Ama içi içini yer Emre'nin. Her tartışmalarında Emre'ye, adam olmaz senden diyen sevgilisine yine besteyle cevap verir. "Adam olmaz , dedin senden 'Adam nedir?' dedim içimden. Fark etmezdi, değişseydim. Güvenseydim ya da salıverseydim."
Ve devam eder:
"Adam olmadı hala benden
Adam kölen olsun senin, ben olmam".
Aradan biraz zaman geçince ayrılığın ve
yalnızlığın acısı Emre'yi sarmalar. iyice sevdiği kadından umudunu yitirince bu sefer sevdiği kadına bir gün pişman olacağını hatırlatır.
"Belki bir gün özlersin
Başka adamlarla, başka şehirlerde."
Bu da Emre'nin acısını dindirmez. Her besteden sonra başka bir besteyle ona seslenir. içinde büyük bir yangın vardır, başka türlü dindiremiyordur bu yangını. içine düştüğü girdapta boğuldukça boğulur. Onu ne kadar çok
sevdiğini ve ne kadar çok özlediğini yazar bu sefer.

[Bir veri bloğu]
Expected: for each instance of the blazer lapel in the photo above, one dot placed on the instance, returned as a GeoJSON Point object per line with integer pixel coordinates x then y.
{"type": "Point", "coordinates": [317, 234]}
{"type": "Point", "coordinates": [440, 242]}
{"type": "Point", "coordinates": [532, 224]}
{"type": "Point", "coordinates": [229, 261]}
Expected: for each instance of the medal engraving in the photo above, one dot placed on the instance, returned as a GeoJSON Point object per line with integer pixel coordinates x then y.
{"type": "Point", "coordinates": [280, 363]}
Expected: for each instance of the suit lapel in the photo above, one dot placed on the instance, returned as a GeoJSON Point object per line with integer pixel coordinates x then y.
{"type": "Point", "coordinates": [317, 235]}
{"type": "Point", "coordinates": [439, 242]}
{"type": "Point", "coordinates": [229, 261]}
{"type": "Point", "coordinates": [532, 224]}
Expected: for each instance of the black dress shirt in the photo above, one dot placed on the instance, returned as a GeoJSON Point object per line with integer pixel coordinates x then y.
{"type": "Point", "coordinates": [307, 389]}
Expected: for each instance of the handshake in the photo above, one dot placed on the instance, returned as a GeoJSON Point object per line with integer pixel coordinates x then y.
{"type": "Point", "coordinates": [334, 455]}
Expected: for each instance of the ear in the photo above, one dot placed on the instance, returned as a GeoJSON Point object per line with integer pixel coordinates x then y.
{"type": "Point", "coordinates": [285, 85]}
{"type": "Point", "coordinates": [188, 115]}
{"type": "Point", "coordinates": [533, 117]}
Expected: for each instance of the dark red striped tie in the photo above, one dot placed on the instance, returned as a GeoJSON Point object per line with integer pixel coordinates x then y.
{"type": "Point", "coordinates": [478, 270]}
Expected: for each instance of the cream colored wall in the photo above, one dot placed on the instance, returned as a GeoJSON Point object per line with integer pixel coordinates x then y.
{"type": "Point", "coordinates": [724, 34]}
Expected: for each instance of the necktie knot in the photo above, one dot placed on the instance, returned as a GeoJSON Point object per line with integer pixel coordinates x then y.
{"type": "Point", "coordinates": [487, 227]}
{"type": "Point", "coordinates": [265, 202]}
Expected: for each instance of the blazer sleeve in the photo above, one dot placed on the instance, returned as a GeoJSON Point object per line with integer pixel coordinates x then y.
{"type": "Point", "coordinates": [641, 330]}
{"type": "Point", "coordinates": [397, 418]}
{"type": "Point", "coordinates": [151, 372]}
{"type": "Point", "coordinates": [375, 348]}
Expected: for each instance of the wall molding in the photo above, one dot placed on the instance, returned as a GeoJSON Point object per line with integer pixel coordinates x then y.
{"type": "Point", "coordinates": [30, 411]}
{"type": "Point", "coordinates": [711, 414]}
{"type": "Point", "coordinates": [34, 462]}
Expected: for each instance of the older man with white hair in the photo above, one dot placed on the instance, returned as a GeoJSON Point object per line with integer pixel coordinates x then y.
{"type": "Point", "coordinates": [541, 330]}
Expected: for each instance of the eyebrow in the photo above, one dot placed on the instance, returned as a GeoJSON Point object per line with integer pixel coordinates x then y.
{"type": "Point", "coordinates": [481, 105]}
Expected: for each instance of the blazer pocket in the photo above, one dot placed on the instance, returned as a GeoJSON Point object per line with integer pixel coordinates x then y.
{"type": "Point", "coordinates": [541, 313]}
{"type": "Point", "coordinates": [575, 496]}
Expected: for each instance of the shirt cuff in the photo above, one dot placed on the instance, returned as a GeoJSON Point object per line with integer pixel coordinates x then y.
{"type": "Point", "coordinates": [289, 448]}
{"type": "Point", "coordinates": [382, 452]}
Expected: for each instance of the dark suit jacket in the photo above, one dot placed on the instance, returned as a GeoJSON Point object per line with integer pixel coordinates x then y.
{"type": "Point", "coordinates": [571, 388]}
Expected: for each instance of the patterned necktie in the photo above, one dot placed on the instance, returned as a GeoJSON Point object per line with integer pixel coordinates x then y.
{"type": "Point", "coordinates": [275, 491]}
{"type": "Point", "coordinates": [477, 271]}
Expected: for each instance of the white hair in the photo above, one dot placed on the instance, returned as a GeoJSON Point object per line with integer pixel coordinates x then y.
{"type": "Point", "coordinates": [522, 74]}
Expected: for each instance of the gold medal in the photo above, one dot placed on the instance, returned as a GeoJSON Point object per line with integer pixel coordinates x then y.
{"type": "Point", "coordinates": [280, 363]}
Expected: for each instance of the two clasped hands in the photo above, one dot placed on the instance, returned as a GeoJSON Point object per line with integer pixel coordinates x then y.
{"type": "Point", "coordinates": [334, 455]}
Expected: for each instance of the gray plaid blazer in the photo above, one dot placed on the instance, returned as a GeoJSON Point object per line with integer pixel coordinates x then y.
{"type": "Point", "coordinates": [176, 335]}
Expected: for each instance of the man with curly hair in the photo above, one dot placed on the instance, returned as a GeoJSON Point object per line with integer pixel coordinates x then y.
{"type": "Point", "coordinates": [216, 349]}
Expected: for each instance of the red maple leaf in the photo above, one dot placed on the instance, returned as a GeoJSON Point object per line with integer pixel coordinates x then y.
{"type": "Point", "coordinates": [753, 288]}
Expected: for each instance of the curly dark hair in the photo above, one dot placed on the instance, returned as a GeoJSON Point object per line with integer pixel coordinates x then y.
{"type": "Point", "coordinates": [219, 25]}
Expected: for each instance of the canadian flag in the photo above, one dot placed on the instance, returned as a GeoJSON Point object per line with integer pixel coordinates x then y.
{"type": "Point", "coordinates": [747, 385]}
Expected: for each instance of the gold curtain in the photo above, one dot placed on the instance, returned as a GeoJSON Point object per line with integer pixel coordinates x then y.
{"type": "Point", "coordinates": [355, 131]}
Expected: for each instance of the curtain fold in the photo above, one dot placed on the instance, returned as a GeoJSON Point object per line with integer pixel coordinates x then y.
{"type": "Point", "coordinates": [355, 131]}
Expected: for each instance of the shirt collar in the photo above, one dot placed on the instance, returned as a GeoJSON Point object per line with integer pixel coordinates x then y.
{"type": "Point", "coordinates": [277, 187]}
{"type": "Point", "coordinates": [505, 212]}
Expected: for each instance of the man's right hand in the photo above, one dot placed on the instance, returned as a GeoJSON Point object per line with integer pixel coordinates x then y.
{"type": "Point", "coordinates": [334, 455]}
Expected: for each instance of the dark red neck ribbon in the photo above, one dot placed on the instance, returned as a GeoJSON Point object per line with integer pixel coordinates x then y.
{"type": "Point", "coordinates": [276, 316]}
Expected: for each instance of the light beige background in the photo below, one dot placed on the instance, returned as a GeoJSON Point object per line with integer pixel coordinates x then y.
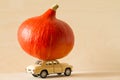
{"type": "Point", "coordinates": [96, 25]}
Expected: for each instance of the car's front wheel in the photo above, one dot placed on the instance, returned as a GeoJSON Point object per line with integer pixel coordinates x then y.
{"type": "Point", "coordinates": [43, 74]}
{"type": "Point", "coordinates": [67, 72]}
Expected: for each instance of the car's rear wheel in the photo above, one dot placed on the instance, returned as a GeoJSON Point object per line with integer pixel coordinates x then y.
{"type": "Point", "coordinates": [43, 74]}
{"type": "Point", "coordinates": [35, 75]}
{"type": "Point", "coordinates": [67, 72]}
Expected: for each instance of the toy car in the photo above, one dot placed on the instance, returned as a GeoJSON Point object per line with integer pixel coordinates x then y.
{"type": "Point", "coordinates": [44, 68]}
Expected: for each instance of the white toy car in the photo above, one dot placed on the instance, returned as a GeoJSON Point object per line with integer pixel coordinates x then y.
{"type": "Point", "coordinates": [44, 68]}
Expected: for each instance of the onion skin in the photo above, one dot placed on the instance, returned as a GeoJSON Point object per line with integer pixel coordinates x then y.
{"type": "Point", "coordinates": [46, 37]}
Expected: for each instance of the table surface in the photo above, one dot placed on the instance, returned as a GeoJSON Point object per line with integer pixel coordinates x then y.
{"type": "Point", "coordinates": [74, 76]}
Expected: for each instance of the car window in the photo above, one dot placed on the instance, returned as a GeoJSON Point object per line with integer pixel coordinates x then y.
{"type": "Point", "coordinates": [55, 62]}
{"type": "Point", "coordinates": [38, 62]}
{"type": "Point", "coordinates": [49, 63]}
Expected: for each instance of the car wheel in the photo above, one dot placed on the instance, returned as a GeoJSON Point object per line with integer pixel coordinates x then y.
{"type": "Point", "coordinates": [35, 75]}
{"type": "Point", "coordinates": [59, 74]}
{"type": "Point", "coordinates": [67, 72]}
{"type": "Point", "coordinates": [43, 74]}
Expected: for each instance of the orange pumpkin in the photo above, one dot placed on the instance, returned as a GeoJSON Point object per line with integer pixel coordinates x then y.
{"type": "Point", "coordinates": [46, 37]}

Yapılacaklar:
**1.** Emre'nin besteleri hakkındaki metinden "Bu da Emre'nin" ile "yazar bu sefer." arasındaki bölümü, bu ifadeler de dahil olmak üzere, hiçbir değişiklik yapmadan aktarınız.
**2.** Emre'nin besteleri hakkındaki metne göre sevgilisi her tartışmalarında Emre'ye ne der?

Görev Yanıtları:
**1.**
Bu da Emre'nin acısını dindirmez. Her besteden sonra başka bir besteyle ona seslenir. içinde büyük bir yangın vardır, başka türlü dindiremiyordur bu yangını. içine düştüğü girdapta boğuldukça boğulur. Onu ne kadar çok
sevdiğini ve ne kadar çok özlediğini yazar bu sefer.

**2.** Sevgilisi ona "adam olmaz senden" der.